* _DATASET ROWS_
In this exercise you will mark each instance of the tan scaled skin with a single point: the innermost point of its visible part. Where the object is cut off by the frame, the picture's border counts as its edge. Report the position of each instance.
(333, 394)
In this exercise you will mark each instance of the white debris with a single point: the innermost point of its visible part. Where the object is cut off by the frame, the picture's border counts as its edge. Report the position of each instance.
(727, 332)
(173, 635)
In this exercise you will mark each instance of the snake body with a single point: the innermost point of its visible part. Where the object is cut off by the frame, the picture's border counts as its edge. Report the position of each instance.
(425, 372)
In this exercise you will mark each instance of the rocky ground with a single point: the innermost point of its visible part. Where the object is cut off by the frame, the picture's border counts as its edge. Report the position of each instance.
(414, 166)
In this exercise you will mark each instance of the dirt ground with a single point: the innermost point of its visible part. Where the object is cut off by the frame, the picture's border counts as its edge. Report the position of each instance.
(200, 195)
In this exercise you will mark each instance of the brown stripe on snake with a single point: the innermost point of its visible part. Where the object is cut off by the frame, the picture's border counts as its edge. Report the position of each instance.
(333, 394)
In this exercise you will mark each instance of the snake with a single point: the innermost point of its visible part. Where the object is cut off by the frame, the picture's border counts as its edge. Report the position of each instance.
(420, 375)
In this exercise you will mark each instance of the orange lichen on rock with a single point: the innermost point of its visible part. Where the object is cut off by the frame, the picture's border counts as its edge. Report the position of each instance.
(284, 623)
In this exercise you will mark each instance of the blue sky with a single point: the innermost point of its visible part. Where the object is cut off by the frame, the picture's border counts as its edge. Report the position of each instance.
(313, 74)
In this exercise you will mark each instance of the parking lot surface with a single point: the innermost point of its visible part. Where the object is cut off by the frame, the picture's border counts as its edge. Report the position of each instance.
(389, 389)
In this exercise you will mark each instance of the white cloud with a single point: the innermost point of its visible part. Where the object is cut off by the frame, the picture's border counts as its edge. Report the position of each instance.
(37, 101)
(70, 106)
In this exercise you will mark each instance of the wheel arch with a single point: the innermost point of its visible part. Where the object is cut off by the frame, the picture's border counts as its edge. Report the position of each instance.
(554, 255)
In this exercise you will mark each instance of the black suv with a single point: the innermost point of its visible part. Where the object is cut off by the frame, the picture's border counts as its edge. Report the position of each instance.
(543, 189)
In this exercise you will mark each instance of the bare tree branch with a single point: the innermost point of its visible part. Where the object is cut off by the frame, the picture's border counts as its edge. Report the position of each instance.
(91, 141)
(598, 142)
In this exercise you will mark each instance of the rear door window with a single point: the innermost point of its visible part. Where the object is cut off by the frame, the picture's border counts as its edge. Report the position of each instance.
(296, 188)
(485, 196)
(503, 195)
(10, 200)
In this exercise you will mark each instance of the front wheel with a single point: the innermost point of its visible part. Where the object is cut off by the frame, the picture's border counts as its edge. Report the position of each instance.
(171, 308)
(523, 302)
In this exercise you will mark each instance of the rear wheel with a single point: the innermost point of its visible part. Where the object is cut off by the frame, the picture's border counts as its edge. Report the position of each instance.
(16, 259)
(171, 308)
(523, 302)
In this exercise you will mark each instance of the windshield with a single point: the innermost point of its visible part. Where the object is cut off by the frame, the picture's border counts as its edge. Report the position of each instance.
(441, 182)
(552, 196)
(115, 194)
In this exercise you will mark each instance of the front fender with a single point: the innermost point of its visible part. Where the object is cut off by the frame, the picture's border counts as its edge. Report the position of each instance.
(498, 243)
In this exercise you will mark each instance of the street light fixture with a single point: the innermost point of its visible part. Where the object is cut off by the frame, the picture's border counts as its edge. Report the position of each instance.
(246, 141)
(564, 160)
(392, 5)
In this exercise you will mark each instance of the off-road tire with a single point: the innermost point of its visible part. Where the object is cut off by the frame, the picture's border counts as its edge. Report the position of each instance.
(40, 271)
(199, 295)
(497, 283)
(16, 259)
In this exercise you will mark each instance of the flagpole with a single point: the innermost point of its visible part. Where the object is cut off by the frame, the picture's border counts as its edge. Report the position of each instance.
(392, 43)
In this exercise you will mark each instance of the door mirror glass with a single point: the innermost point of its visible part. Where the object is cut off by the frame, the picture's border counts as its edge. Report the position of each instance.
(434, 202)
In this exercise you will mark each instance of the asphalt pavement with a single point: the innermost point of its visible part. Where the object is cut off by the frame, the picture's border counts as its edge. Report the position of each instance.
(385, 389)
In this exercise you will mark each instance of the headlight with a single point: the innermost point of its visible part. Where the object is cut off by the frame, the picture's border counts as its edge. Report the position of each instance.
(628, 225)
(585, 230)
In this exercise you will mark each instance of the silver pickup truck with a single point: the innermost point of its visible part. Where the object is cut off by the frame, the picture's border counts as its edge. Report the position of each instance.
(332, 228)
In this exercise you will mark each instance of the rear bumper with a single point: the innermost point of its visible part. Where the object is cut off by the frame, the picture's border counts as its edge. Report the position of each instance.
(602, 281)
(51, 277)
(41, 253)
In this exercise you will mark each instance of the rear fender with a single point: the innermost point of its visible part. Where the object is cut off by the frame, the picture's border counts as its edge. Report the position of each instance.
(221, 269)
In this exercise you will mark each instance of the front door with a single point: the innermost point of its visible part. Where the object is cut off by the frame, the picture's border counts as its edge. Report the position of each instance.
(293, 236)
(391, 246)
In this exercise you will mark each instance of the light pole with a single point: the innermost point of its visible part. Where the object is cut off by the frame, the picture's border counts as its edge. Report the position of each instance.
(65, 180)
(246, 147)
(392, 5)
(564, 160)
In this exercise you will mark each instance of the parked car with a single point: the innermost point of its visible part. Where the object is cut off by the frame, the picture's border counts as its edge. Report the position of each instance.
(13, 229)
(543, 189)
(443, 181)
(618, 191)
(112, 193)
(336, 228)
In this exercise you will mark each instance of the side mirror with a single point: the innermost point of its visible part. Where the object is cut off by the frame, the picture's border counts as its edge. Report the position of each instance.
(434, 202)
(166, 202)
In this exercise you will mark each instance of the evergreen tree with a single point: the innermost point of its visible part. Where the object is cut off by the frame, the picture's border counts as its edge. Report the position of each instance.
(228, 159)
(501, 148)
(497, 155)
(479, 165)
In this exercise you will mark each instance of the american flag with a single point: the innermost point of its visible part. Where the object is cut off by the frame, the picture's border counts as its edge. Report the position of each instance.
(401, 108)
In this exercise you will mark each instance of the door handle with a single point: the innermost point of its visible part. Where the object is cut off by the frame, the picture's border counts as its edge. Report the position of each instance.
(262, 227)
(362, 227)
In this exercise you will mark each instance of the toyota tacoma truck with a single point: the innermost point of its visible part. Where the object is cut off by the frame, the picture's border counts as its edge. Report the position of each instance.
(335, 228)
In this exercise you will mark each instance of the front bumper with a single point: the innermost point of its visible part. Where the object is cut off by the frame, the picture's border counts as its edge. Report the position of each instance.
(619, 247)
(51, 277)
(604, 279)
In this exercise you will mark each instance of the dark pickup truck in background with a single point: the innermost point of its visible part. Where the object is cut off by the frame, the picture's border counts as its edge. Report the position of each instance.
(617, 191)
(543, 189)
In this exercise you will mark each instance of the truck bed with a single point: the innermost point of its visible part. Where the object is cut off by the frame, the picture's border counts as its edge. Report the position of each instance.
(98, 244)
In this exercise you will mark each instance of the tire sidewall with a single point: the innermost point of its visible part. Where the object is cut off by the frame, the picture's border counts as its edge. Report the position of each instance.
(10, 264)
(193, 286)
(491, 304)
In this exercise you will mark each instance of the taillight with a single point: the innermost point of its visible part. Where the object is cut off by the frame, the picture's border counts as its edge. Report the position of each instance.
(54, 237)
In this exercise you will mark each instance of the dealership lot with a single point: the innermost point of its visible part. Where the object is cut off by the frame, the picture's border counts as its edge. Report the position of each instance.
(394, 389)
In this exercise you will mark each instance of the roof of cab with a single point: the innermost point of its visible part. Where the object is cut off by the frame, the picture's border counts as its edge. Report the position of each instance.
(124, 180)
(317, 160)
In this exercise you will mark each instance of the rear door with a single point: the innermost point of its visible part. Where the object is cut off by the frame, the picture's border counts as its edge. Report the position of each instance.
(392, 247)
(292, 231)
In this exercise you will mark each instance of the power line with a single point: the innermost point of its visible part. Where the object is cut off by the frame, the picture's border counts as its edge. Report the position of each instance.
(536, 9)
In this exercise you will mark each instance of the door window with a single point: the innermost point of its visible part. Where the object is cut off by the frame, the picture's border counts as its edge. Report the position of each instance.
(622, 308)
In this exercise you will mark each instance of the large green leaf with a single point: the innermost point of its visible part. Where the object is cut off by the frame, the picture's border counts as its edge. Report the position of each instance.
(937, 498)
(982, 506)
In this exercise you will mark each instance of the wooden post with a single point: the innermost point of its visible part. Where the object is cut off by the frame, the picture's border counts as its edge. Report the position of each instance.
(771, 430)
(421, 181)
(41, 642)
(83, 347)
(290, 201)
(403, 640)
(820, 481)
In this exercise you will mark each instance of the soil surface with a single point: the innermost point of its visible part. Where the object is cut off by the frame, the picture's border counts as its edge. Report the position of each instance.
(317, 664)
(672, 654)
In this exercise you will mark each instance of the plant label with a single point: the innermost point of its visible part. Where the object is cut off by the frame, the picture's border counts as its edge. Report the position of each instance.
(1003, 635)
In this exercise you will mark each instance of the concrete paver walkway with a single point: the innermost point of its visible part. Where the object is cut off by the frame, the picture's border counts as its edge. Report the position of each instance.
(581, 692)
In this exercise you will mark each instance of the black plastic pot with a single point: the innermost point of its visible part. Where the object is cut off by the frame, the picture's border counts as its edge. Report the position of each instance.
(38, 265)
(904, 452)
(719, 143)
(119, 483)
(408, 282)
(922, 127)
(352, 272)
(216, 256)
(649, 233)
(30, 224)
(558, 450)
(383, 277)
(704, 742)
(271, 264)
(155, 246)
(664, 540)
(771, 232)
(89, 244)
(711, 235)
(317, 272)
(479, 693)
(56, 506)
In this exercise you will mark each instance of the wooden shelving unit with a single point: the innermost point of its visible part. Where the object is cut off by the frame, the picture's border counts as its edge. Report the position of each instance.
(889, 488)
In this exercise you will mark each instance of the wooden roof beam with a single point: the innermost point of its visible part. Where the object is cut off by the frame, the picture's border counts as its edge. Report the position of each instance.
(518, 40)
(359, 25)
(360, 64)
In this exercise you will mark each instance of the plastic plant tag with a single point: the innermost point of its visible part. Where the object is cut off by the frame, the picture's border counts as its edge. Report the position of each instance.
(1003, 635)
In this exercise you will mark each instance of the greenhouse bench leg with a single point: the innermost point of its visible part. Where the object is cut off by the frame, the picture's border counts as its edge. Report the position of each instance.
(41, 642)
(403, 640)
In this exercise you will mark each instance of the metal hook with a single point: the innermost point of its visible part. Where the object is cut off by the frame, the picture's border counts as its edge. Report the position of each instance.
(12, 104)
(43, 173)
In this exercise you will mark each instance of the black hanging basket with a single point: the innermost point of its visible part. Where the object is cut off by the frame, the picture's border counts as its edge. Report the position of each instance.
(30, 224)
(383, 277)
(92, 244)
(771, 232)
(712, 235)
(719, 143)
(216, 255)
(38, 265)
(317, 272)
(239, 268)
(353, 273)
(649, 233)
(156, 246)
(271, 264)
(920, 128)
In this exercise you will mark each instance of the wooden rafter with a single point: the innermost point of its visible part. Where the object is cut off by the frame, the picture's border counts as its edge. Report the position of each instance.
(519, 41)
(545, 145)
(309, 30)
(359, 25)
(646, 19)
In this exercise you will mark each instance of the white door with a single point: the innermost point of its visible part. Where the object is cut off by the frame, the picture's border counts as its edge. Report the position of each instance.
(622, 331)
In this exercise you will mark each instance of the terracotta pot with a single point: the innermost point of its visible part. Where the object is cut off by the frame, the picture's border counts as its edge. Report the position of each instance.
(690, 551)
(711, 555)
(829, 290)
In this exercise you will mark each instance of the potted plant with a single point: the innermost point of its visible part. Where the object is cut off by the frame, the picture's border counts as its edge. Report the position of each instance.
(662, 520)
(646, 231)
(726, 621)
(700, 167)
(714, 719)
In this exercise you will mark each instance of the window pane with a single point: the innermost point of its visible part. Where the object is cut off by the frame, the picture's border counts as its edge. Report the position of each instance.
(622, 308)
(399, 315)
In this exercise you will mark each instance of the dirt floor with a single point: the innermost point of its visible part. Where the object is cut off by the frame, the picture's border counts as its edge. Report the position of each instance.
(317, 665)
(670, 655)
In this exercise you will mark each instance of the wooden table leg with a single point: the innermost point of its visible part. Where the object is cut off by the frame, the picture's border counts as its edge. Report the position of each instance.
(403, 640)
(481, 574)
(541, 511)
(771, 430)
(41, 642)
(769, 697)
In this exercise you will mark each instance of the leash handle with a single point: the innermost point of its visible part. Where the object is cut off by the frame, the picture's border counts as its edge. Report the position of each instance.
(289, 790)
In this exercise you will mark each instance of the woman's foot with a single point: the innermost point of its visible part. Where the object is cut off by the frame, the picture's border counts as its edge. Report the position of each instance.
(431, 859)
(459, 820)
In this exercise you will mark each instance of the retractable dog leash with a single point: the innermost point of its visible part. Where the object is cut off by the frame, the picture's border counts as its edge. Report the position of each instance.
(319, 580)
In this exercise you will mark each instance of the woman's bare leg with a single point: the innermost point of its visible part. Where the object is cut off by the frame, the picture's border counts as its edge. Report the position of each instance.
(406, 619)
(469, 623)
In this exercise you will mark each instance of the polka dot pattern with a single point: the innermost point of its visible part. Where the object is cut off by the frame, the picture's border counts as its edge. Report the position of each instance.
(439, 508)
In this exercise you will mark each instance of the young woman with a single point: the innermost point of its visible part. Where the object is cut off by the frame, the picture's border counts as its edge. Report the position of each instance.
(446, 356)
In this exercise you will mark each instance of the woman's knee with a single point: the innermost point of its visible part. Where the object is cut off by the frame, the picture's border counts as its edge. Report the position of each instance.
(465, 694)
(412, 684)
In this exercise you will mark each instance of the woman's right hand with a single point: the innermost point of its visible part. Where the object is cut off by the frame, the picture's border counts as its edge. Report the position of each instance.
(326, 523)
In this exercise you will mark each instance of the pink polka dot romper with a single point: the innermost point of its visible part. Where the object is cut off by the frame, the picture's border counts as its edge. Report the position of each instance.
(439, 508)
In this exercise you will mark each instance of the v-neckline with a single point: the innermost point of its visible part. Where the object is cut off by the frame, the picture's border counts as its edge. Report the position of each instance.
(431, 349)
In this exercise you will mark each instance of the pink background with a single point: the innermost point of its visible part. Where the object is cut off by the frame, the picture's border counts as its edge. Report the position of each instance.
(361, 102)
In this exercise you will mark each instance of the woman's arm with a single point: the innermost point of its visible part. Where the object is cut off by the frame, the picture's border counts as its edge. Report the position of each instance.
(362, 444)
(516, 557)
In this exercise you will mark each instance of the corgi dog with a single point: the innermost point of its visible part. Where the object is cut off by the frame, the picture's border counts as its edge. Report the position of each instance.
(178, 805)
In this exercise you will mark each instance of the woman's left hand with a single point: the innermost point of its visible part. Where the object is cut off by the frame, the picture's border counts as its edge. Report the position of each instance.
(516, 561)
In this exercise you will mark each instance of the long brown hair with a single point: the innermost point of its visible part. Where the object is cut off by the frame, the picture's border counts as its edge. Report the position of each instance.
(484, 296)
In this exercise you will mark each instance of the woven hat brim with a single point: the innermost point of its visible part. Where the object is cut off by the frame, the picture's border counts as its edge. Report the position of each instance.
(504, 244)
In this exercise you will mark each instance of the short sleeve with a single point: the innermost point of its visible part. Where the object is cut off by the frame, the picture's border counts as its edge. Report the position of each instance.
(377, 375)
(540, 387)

* _REQUIRED WORK_
Produce an exact copy of the lines from the one containing "In this exercise you will mark each instance of the woven" through the last line, and of nothing else.

* _ANSWER TO THIS TASK_
In this exercise you will mark each instance of the woven hat brim with a single point: the innermost point of its visible part. Where the object is cut off by the frame, the picture's border counts as its edge. Report the position of each instance.
(504, 244)
In this exercise you will mark each instance of the short sleeve with a single point: the innermost point of its visible part. Where the object is cut off by the frame, the picture's border counts as its edge. Report the position of each instance.
(377, 375)
(540, 387)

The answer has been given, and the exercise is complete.